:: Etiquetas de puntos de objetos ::
::::::
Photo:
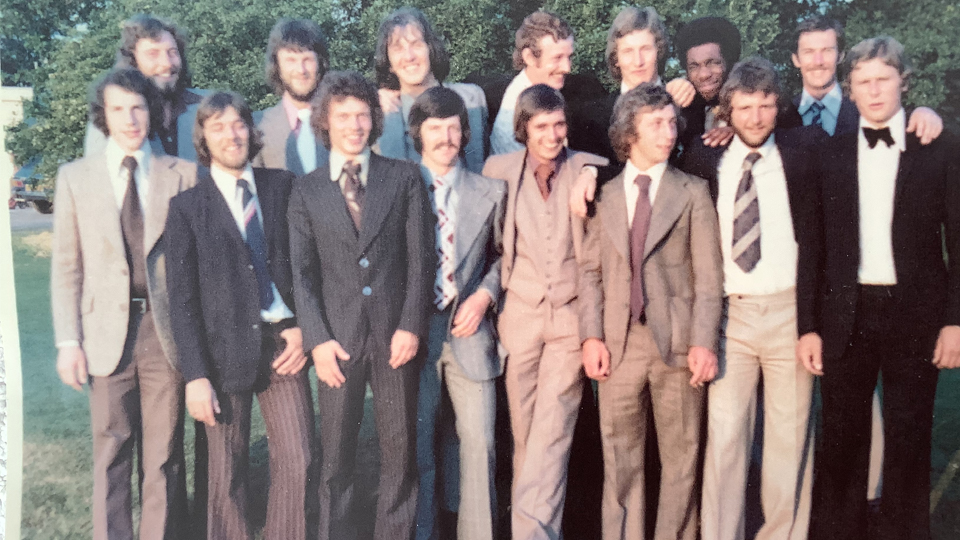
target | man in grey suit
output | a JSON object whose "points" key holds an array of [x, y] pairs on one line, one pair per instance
{"points": [[650, 291], [111, 313], [158, 49], [296, 62], [462, 359], [538, 323]]}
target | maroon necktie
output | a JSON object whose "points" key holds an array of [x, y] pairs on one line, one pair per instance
{"points": [[638, 239]]}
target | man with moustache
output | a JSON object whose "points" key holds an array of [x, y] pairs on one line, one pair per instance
{"points": [[296, 62], [462, 360], [411, 58], [650, 300], [158, 49], [111, 313], [231, 301], [762, 186], [364, 265], [884, 302], [538, 325]]}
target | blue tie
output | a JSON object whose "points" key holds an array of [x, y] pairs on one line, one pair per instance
{"points": [[257, 242]]}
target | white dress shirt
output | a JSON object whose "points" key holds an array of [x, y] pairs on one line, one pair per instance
{"points": [[632, 190], [776, 271], [227, 184], [877, 179]]}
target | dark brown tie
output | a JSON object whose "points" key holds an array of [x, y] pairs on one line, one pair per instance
{"points": [[131, 224], [353, 191], [638, 240]]}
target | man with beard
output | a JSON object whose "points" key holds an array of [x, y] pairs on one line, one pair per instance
{"points": [[296, 62], [158, 49], [762, 186], [231, 301]]}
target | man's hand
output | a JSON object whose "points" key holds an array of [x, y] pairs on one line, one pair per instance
{"points": [[202, 401], [470, 313], [72, 366], [325, 358], [926, 124], [946, 355], [389, 100], [292, 359], [596, 359], [403, 347], [583, 191], [810, 352], [682, 91], [718, 136], [703, 364]]}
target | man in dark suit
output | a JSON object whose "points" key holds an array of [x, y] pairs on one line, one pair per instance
{"points": [[761, 184], [231, 295], [364, 263], [296, 62], [462, 358], [111, 312], [884, 301]]}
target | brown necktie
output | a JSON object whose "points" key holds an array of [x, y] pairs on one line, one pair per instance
{"points": [[638, 240], [353, 191], [544, 176]]}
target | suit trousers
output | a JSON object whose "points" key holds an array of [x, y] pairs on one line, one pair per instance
{"points": [[544, 382], [141, 400], [474, 409], [758, 339], [883, 343], [395, 413], [641, 382], [287, 410]]}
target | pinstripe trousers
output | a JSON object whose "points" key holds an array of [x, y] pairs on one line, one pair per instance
{"points": [[287, 409]]}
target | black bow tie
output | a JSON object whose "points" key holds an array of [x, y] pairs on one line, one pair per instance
{"points": [[874, 135]]}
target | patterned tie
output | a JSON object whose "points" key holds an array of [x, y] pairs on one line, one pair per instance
{"points": [[257, 242], [444, 287], [306, 142], [131, 224], [638, 241], [746, 219], [353, 191]]}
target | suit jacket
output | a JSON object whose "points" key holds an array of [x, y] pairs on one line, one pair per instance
{"points": [[509, 167], [392, 258], [926, 219], [95, 141], [800, 171], [214, 295], [682, 270], [280, 145], [89, 271], [478, 247], [396, 142]]}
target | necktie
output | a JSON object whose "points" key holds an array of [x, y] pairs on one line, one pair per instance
{"points": [[444, 287], [874, 135], [746, 219], [306, 142], [638, 240], [131, 224], [544, 175], [353, 191], [257, 242]]}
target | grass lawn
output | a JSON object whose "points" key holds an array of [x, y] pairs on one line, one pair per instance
{"points": [[57, 441]]}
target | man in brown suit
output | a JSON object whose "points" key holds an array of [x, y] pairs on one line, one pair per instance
{"points": [[538, 325], [650, 290], [111, 312]]}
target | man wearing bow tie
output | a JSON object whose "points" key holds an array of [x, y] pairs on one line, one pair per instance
{"points": [[884, 301]]}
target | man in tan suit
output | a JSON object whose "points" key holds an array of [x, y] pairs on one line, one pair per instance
{"points": [[650, 290], [538, 325], [111, 311]]}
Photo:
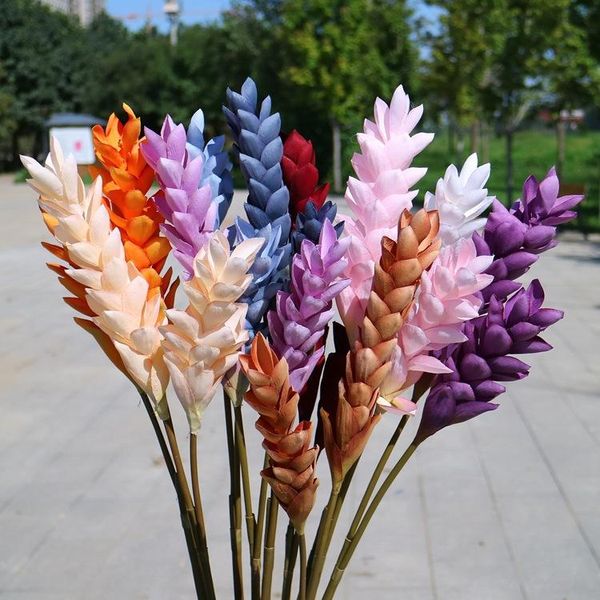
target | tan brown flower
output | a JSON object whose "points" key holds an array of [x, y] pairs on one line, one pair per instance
{"points": [[348, 427], [291, 459]]}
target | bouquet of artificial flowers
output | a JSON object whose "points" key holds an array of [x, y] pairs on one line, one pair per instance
{"points": [[432, 313]]}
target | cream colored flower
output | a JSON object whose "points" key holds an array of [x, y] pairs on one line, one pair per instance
{"points": [[203, 342]]}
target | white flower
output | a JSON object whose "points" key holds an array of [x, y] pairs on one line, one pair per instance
{"points": [[203, 342], [460, 198]]}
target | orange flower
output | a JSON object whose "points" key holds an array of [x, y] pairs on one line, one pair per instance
{"points": [[127, 179]]}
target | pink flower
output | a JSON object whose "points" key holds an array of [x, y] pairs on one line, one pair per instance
{"points": [[446, 298], [379, 195]]}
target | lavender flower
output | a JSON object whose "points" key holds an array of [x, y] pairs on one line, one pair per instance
{"points": [[298, 323], [257, 141], [485, 359], [515, 237], [186, 205]]}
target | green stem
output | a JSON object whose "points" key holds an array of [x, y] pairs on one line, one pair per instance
{"points": [[344, 557], [188, 506], [377, 474], [420, 388], [269, 551], [198, 503], [291, 552], [302, 543], [187, 526], [258, 533], [235, 511], [321, 544]]}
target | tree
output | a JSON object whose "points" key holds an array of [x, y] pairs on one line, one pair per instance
{"points": [[340, 54], [526, 30], [40, 51], [572, 74], [462, 52]]}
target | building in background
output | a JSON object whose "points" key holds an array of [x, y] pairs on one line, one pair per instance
{"points": [[84, 10]]}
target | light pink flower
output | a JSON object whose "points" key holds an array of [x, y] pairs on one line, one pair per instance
{"points": [[446, 298], [379, 195]]}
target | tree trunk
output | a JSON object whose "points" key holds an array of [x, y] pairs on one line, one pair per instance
{"points": [[509, 165], [561, 140], [486, 134], [451, 142], [337, 156]]}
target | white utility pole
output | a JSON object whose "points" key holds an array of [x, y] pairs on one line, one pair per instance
{"points": [[172, 9]]}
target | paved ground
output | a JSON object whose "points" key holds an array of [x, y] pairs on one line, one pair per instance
{"points": [[503, 508]]}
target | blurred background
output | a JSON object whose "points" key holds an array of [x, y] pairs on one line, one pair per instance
{"points": [[504, 507], [516, 81]]}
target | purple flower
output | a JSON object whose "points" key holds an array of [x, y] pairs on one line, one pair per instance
{"points": [[186, 205], [217, 166], [515, 237], [297, 326], [259, 147], [486, 359]]}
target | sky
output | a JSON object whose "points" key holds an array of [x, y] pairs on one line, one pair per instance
{"points": [[133, 12]]}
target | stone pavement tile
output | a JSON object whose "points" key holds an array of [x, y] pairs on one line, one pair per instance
{"points": [[469, 553], [535, 518]]}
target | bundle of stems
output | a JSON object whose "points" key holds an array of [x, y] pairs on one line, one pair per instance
{"points": [[261, 527]]}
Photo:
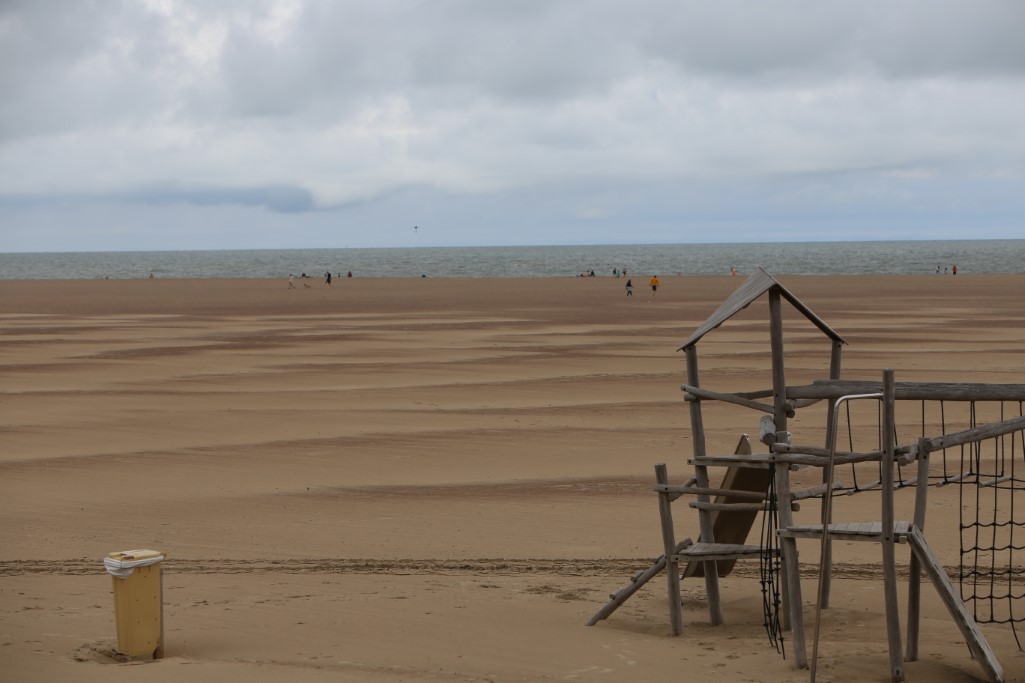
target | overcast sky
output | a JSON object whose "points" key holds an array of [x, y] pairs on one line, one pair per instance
{"points": [[167, 124]]}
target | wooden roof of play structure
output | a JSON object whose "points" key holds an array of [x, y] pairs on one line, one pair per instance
{"points": [[759, 283]]}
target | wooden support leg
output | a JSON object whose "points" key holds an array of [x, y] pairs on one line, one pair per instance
{"points": [[889, 559], [793, 604], [669, 543], [914, 579]]}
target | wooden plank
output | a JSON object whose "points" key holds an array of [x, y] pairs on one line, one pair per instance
{"points": [[910, 391], [733, 526], [637, 581], [977, 434], [728, 507], [696, 393], [970, 630], [696, 490], [669, 545]]}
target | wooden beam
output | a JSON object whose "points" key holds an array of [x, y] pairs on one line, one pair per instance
{"points": [[705, 522], [669, 544], [976, 434], [914, 391]]}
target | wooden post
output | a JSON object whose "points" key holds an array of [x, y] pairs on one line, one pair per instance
{"points": [[831, 427], [705, 523], [669, 543], [889, 559], [914, 576], [792, 603]]}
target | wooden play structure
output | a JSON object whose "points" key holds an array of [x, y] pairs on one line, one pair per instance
{"points": [[977, 444]]}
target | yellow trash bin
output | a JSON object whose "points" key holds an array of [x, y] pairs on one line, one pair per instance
{"points": [[138, 603]]}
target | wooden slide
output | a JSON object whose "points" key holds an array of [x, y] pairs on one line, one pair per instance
{"points": [[730, 526]]}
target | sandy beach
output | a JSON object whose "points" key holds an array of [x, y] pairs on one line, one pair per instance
{"points": [[432, 479]]}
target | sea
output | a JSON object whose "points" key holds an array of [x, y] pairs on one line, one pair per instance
{"points": [[890, 257]]}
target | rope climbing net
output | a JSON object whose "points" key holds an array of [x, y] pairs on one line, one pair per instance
{"points": [[990, 474], [991, 477]]}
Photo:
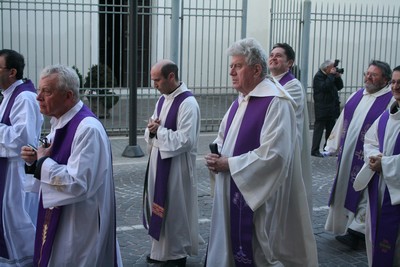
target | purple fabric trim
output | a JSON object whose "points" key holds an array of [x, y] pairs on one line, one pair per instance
{"points": [[48, 219], [26, 86], [377, 108], [287, 78], [163, 169], [241, 216], [384, 225]]}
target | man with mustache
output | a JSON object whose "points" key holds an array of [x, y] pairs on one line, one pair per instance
{"points": [[346, 206]]}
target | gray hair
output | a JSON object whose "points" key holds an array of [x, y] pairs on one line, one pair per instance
{"points": [[67, 78], [326, 63], [252, 50]]}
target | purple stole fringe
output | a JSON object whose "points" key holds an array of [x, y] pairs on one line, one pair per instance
{"points": [[384, 222], [248, 139], [48, 218], [287, 78], [26, 86], [163, 168], [377, 108]]}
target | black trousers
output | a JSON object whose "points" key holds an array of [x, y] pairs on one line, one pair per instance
{"points": [[319, 127]]}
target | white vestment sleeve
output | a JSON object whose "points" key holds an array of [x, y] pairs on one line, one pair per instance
{"points": [[172, 143], [76, 181], [259, 173]]}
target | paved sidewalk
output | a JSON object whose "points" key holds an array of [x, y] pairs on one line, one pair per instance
{"points": [[135, 243]]}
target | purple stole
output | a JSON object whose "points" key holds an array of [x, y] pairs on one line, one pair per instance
{"points": [[48, 218], [286, 78], [163, 168], [248, 139], [26, 86], [384, 223], [377, 108]]}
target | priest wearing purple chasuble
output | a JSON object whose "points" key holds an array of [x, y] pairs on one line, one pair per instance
{"points": [[260, 213], [280, 62], [170, 190], [380, 178], [346, 206], [74, 178], [20, 124]]}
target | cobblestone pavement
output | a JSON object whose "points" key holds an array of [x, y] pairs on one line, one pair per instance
{"points": [[135, 243]]}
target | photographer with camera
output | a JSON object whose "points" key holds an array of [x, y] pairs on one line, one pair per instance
{"points": [[326, 84]]}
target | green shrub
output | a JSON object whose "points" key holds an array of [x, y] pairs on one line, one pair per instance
{"points": [[97, 78]]}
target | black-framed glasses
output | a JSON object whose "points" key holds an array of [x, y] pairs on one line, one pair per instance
{"points": [[44, 141]]}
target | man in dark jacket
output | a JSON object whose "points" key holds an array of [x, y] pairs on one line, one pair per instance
{"points": [[326, 84]]}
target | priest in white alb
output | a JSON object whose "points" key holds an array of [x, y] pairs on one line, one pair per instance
{"points": [[260, 215]]}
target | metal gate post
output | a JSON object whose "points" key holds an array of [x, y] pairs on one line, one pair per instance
{"points": [[175, 31], [133, 149], [305, 47], [244, 19]]}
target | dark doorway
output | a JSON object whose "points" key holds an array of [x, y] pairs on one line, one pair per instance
{"points": [[114, 39]]}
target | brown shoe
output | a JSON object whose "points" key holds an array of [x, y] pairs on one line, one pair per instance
{"points": [[175, 263], [150, 260]]}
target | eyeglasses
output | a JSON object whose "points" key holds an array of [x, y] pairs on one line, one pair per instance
{"points": [[373, 75], [44, 141], [46, 92], [394, 82]]}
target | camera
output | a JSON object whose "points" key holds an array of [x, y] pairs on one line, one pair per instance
{"points": [[338, 70]]}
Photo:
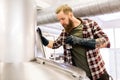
::::::
:: Problema a resolver ::
Recopila cada línea de los ítems anteriores que contenga la palabra "wearing". Se distinguen mayúsculas y minúsculas.

:: Respuesta del ejercicio ::
target | man wearing bow tie
target | priest wearing purple chasuble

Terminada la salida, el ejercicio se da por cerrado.